▸ **Exercise objective**
Put this sentence from the onboarding article below into Spanish: "People don’t like giving away lots of information upfront, so work out the minimum amount of information you need from them at each stage."

* Begin Selected text *

First impressions are important. For a digital product, the first impression is your onboarding process.
Get it wrong, and you prevent users from signing up, meaning they don’t experience the product you’ve spent time building. Get it right, and your users are much less likely to drop off, meaning you can convert them into brand-loyal customers.
So what have we learned over the years about creating onboarding processes that actually encourage sign ups?
Where to start
Firstly, make sure you understand your product and your intended audience. From here, you’re able to evaluate what is essential at this point. What information is needed? How much do you need to tell your user? What information do you need to get from them?
People don’t like giving away lots of information upfront, so work out the minimum amount of information you need from them at each stage. For example, if all you need is their name and email address, don’t ask for their date of birth. Fewer fields for people to fill in equals fewer barriers to entry.
Once you have these points worked out, you can map out all the different positive or negative paths your users could take. You can also identify potential pain points.
For example, if you have a date of birth field, does it make sense for it to be presented as a traditional calendar selector? Answer: no! Unless you want your users to have to click back, month by month, for years.
Knowing every possible outcome allows you to get ahead on giving the best experience for any case.
Know your audience
At this stage, it’s important to consider what you’re designing for. Apps, websites and platforms all need to be approached differently. If you’re designing for desktop, you can put more information on the screen without the user feeling distracted. For mobile, the information must be captured in a way that is specific and concise.
If it’s an app you’re building, ensure you follow the specific guidelines for iOS or Android to make sure you’re compliant with the digital ecosystem.
Do your research
Researching your different audiences and how and why they might be using your product is the only real way to know how to design for them.
For all projects, we start with the following questions:
- Who are your different audiences?
- What do you expect from them?
- Are there different types of users? For example, students and teachers, passengers and drivers, admins and users.
- What information do you need to collect and at what stage?
Asking these four questions will generate a wealth of useful information that will allow you to design with your needs and those of your users in mind.

* End Selected text *
* Begin Data excerpts *

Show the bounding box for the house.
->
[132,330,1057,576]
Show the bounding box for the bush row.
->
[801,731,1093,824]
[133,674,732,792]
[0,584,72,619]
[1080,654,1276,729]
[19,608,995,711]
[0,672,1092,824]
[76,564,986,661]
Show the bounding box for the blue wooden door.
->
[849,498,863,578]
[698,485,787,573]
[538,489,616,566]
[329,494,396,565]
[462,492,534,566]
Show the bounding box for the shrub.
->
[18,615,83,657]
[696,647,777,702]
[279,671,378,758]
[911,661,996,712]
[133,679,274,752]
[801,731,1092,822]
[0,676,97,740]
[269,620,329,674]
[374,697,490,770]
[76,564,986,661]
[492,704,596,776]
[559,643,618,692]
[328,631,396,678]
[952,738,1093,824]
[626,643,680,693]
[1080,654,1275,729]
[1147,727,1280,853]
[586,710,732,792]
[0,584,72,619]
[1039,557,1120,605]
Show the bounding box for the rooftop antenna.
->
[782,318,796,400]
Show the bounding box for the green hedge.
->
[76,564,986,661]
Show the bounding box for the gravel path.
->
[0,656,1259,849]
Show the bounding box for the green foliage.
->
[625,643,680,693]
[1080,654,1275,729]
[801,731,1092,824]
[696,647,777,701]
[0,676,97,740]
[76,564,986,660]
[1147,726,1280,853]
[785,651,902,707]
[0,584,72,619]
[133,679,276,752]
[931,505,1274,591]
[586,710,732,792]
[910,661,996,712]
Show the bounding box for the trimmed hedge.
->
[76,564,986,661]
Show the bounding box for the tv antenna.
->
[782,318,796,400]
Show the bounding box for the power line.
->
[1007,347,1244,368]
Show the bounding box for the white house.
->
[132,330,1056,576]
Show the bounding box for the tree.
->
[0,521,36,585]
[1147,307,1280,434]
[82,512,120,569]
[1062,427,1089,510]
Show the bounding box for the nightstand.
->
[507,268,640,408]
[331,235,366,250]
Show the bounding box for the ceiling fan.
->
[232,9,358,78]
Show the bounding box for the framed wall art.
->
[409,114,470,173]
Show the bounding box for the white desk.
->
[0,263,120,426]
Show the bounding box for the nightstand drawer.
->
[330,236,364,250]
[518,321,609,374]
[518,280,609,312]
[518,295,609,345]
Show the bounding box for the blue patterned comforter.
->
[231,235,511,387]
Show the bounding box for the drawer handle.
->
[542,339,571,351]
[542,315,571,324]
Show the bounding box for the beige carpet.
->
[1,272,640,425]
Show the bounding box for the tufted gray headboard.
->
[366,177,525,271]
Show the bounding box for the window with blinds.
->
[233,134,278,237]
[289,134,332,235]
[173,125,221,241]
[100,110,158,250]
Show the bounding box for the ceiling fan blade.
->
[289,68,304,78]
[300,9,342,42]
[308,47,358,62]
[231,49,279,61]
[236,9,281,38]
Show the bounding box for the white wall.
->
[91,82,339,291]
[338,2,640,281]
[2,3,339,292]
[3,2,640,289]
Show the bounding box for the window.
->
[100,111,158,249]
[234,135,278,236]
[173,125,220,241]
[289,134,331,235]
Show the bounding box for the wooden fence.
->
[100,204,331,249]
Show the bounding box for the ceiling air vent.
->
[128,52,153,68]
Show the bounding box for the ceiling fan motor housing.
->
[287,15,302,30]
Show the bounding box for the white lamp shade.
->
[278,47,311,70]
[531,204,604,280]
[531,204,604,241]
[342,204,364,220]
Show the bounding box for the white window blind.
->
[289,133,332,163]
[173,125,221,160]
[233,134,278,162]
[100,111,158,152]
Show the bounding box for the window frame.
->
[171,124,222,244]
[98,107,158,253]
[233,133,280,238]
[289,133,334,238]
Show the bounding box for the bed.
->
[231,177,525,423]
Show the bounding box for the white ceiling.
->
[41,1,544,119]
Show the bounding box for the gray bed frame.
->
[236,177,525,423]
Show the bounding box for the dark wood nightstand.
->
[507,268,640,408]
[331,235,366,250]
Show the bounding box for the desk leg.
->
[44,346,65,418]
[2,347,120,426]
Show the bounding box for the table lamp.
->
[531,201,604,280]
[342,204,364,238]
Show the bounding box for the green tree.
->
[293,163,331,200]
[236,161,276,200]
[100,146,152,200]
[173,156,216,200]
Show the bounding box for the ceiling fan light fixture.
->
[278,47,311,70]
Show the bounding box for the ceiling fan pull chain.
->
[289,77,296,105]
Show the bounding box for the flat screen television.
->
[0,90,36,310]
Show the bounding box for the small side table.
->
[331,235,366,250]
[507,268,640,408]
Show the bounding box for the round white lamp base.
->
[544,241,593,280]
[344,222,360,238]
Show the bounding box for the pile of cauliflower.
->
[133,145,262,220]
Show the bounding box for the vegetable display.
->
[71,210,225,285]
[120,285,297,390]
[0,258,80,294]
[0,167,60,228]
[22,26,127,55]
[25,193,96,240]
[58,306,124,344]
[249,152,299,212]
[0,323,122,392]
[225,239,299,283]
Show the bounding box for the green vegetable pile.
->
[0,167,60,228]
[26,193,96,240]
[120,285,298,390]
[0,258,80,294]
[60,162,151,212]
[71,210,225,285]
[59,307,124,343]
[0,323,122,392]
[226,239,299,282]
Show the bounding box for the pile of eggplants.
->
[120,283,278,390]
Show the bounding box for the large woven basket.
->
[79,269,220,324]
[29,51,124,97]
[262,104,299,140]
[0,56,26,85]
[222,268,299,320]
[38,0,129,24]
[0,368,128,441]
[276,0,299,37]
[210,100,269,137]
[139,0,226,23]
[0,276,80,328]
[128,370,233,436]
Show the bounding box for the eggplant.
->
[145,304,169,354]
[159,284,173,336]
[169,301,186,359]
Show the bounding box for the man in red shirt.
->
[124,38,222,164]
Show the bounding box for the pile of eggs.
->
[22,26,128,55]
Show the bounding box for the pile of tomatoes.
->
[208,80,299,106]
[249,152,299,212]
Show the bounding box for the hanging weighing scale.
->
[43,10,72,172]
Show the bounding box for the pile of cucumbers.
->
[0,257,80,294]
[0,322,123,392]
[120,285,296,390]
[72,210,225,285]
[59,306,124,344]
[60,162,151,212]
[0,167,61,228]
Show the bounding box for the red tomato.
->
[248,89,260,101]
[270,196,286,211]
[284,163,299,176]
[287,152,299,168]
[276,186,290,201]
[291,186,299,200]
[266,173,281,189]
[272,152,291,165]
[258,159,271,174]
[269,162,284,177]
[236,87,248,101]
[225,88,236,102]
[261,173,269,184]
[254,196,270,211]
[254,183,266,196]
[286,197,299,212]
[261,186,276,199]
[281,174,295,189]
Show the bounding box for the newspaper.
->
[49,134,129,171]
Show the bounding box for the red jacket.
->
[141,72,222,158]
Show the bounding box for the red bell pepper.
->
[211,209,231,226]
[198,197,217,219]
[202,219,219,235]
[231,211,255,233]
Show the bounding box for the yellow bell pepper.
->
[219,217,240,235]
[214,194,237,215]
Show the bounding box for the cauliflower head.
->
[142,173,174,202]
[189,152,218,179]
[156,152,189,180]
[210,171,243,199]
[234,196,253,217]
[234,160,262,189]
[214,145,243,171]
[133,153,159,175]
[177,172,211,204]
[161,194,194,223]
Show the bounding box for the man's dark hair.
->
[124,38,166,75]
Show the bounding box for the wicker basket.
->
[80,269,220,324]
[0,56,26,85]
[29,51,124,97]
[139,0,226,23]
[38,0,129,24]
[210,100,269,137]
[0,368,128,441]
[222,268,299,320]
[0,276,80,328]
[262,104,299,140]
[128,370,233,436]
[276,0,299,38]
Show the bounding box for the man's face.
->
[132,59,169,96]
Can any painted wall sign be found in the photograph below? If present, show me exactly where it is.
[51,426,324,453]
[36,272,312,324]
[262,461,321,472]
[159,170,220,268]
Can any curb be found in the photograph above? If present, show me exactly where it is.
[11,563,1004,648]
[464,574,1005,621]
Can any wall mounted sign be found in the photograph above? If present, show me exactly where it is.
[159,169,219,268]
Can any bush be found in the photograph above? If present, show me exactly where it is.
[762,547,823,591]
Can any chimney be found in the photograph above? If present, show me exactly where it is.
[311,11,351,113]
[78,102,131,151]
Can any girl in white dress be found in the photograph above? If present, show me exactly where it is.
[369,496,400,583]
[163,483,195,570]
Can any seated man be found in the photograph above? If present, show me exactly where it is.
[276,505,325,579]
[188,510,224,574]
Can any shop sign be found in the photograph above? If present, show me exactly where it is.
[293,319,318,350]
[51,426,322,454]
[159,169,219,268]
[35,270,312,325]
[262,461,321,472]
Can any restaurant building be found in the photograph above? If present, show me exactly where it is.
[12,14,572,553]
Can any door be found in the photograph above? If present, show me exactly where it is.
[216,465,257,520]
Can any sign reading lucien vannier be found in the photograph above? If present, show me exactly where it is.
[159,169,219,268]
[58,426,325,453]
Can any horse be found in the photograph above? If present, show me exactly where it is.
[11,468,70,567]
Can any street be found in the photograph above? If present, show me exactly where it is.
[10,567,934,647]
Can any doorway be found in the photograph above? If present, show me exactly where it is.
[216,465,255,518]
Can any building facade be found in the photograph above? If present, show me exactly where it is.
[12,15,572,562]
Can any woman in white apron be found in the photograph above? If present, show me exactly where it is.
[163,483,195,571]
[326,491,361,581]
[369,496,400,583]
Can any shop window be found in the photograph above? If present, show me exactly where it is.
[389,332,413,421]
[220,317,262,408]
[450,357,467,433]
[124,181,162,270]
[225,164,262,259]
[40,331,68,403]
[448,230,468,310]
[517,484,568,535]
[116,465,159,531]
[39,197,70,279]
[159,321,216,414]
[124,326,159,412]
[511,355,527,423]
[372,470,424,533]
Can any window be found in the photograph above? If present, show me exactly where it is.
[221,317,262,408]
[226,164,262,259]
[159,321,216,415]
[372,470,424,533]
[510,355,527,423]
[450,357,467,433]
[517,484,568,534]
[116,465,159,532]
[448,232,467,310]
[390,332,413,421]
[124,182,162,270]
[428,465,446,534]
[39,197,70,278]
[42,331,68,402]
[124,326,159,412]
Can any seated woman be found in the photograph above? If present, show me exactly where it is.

* End Data excerpts *

▸ **Reply**
A la gente no le gusta dar mucha información por adelantado, así que determina la cantidad mínima de información que necesitas de ellos en cada etapa.